* [Brief]
In the passage about the writer's sister, starting at "After it became" and ending at "it with him.", swap "breadwinner" for "main earner" and write out that part again.

* [Text section]
=====
My sister, at least back then, was the one who craved independence in a way that I had yet to, so when she moved to Boulder, none of us were surprised. A part of me died the day she left; I even still have a photo someone took of our goodbye.
It was the first time in my life I had cried so hard; the first time in my life I experienced what it meant to lose someone, even if she was just going some 1,800 miles away. But we saw each other as often as we could, spent our summers together, and every time we said goodbye, we cried.
When my sister got married and had kids, things changed. It made sense that they would. Selfishly, I resented this change, but logically, even if I never said it to her, I understood.
She settled into life in Boulder as a mother and wife, while I settled into my life in New York City as a single writer.
Our lives couldn’t have been more different, and far too many times I wondered why she never pursued her dream of writing, but it always ended in an argument. I wanted to write and travel and see the world; she was content at home with her kids.
When I announced my engagement in 2013, my sister was thrilled. For the first time in years, she was genuinely excited for me. What successes I had had in my professional life never really impressed her, but getting engaged did. We finally had something in common.
She was a major part of all the wedding preparations and when she posted a photo of my partner and me on Instagram, officially husband and wife, she captioned it with how happy she was that he had “tamed” me. It bothered me, this word choice, but I let it slide.
After it became clear that the marriage was doomed because my husband, Olivier, never followed through on anything, refused to get a job, took advantage of the fact that I was the breadwinner, then eventually cheated, my sister didn’t want to hear about it.
My sister told me I didn’t “try hard enough” to make my marriage work, and she condoned my husband’s affair.
On the contrary, if you asked other family members and friends, they’d have told you otherwise. I gave my marriage 150%, but you can only beat a dead horse for so long. At some point, you need to accept it’s dead.
According to research, 20-25% of married men cheat. I was one of those statistics, and I didn’t care to work through it with him.
And because having to deal with the embarrassment of a marriage that failed and the humiliation of being cheated on wasn’t enough, during that whole period in my life, my sister kept her distance.
When she didn’t keep her distance, it was to tell me things like how she and her husband decided the only brother-in-law they wanted was Olivier. As far as I was concerned, my relationship with my sister was just as dead as the one with Olivier. There was nothing to salvage.
But shortly before things went sideways with Olivier and me, and my sister and I were talking, she told me about her accountant, with whom she had become friends, who had started sleeping with a married man.
=====
* [Supplied material]
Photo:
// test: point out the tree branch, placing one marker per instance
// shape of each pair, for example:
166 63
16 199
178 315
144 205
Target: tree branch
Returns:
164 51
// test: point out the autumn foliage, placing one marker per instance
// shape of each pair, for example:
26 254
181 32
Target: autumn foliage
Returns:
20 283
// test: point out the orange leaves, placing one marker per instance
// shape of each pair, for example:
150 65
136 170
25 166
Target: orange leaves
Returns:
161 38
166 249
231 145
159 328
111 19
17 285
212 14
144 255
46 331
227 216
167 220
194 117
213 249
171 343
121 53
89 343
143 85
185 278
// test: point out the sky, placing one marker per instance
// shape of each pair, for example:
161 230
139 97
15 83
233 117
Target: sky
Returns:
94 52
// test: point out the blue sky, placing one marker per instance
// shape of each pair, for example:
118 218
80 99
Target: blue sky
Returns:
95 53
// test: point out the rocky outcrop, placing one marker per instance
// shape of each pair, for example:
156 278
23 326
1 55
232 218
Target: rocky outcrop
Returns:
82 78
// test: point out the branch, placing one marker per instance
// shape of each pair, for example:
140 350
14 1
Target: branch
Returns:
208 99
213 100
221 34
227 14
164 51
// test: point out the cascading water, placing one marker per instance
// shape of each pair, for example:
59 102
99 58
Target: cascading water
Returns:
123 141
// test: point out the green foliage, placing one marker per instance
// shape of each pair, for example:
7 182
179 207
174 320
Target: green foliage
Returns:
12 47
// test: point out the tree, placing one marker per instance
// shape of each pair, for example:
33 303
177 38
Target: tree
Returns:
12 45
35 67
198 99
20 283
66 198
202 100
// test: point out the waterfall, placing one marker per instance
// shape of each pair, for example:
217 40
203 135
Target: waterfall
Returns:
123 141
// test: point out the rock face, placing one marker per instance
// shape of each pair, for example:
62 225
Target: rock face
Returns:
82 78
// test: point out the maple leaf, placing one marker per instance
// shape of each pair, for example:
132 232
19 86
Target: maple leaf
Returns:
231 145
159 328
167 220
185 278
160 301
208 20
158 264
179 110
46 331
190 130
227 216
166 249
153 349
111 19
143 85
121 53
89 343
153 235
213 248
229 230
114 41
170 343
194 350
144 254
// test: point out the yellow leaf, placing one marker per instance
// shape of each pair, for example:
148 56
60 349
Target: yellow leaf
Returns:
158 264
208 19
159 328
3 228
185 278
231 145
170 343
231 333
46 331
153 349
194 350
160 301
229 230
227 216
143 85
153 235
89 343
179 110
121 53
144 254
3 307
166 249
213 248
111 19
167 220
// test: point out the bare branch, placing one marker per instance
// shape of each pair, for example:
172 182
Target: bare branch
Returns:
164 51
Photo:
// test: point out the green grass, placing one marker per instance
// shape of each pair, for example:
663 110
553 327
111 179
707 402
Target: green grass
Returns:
=====
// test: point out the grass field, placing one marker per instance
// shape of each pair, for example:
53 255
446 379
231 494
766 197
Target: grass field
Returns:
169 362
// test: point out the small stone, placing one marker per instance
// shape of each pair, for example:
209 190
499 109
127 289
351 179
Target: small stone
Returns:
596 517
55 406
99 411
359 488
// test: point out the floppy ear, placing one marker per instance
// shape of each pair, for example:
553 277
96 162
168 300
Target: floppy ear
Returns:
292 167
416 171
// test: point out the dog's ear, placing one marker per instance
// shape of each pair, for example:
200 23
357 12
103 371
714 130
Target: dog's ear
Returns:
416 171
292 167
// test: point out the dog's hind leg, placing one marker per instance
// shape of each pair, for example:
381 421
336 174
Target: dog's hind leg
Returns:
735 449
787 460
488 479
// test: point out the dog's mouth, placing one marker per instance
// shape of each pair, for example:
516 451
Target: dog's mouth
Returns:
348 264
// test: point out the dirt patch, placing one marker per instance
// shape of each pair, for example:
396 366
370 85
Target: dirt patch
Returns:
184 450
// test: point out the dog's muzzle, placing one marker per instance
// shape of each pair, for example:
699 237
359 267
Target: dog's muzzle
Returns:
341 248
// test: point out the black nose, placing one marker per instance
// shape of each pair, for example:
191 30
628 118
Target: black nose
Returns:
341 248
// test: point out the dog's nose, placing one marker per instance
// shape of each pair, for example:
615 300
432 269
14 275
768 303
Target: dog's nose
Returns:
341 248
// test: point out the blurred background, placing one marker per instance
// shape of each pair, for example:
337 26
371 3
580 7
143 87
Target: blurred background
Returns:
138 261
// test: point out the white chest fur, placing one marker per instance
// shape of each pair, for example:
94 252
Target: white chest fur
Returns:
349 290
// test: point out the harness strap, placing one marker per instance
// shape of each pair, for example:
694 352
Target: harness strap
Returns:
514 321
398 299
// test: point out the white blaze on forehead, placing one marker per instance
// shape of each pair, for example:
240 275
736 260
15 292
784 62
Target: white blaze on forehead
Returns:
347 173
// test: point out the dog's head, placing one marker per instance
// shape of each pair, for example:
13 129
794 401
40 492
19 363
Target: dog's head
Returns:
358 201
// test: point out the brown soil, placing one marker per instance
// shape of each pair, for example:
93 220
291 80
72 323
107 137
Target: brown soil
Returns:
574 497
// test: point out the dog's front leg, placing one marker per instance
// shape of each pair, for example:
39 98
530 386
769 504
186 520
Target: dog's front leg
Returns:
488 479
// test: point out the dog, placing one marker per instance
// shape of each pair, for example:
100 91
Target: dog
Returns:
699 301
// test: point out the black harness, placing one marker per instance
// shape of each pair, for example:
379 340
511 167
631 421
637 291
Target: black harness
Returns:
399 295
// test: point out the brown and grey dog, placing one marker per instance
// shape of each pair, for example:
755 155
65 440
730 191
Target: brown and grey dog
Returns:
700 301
=====
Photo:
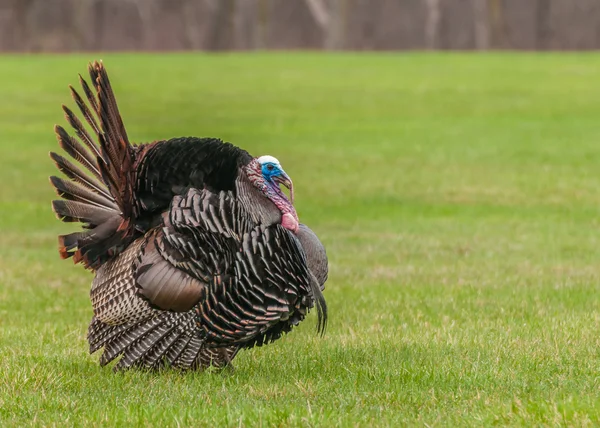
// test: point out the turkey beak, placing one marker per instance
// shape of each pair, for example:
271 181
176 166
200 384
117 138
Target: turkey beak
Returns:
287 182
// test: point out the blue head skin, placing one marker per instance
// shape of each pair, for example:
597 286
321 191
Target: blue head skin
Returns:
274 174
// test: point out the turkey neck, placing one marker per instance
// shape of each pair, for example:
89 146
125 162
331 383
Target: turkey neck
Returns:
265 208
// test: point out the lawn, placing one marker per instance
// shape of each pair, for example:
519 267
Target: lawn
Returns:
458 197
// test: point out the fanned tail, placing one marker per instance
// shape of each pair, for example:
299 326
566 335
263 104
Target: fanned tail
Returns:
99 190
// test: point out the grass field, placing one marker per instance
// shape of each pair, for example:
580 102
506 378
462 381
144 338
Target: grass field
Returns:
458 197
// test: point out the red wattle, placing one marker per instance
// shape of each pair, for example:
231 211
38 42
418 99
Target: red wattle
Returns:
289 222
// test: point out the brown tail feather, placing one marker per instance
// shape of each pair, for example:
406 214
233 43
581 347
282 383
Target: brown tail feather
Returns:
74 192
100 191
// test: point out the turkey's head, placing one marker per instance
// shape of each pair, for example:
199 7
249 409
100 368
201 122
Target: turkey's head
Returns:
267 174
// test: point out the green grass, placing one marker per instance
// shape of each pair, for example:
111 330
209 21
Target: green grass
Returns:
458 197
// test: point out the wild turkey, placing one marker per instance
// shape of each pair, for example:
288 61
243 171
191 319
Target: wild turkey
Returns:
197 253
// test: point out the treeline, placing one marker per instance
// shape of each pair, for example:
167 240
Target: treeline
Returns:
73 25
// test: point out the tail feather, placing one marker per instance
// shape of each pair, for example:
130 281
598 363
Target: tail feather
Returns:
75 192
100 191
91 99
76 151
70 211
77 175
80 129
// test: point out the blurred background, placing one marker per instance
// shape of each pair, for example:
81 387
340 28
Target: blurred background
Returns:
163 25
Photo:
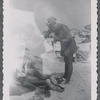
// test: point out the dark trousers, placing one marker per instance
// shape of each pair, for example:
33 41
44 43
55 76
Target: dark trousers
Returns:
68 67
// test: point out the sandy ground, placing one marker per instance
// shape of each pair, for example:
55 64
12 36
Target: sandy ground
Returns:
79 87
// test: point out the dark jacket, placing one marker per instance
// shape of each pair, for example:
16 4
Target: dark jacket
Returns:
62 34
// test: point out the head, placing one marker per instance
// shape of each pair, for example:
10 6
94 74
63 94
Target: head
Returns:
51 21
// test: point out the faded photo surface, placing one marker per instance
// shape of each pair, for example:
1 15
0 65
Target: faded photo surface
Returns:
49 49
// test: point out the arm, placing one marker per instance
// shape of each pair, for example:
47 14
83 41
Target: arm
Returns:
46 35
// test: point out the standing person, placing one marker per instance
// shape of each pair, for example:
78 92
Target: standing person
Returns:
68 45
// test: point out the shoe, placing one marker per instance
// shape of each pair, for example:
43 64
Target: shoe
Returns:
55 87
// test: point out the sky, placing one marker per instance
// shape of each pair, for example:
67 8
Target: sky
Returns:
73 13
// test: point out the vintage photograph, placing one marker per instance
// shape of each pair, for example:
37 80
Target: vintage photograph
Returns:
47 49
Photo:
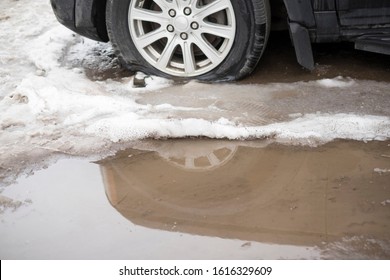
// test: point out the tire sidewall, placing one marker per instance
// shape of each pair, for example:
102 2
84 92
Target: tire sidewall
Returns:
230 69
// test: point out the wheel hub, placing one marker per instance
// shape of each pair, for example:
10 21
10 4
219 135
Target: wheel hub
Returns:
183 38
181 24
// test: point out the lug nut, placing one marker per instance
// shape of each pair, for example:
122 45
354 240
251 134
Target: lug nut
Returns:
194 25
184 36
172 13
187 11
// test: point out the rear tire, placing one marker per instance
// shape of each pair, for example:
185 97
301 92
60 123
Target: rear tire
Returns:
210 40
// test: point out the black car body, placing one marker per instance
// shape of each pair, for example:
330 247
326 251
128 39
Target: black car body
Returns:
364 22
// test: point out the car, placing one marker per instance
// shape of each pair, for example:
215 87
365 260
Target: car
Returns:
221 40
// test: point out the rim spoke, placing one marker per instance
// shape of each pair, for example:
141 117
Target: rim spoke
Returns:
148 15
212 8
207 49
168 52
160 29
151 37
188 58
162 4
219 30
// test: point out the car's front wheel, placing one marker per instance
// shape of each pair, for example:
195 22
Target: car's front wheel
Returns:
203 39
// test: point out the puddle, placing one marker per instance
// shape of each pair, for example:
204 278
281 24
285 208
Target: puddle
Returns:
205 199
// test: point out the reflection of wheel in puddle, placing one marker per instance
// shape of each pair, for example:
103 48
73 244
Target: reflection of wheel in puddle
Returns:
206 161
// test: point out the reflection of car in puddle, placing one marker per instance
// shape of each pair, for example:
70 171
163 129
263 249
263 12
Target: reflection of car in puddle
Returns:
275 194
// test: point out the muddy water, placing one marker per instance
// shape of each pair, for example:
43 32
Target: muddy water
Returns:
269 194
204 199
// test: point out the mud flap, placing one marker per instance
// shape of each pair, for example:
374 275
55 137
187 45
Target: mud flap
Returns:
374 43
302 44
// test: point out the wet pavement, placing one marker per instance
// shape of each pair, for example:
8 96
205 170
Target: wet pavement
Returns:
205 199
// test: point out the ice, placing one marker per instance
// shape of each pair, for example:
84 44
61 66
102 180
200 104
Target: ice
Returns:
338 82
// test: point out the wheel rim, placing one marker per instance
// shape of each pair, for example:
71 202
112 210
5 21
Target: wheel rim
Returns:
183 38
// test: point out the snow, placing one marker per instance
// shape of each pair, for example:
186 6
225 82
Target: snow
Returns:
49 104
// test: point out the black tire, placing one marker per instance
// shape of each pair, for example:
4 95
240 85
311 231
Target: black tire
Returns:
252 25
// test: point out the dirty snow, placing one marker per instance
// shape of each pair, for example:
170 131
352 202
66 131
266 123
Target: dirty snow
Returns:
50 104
=====
* [Solution to this task]
After it became clear that the marriage was doomed because my husband, Olivier, never followed through on anything, refused to get a job, took advantage of the fact that I was the main earner, then eventually cheated, my sister didn’t want to hear about it.
My sister told me I didn’t “try hard enough” to make my marriage work, and she condoned my husband’s affair.
On the contrary, if you asked other family members and friends, they’d have told you otherwise. I gave my marriage 150%, but you can only beat a dead horse for so long. At some point, you need to accept it’s dead.
According to research, 20-25% of married men cheat. I was one of those statistics, and I didn’t care to work through it with him.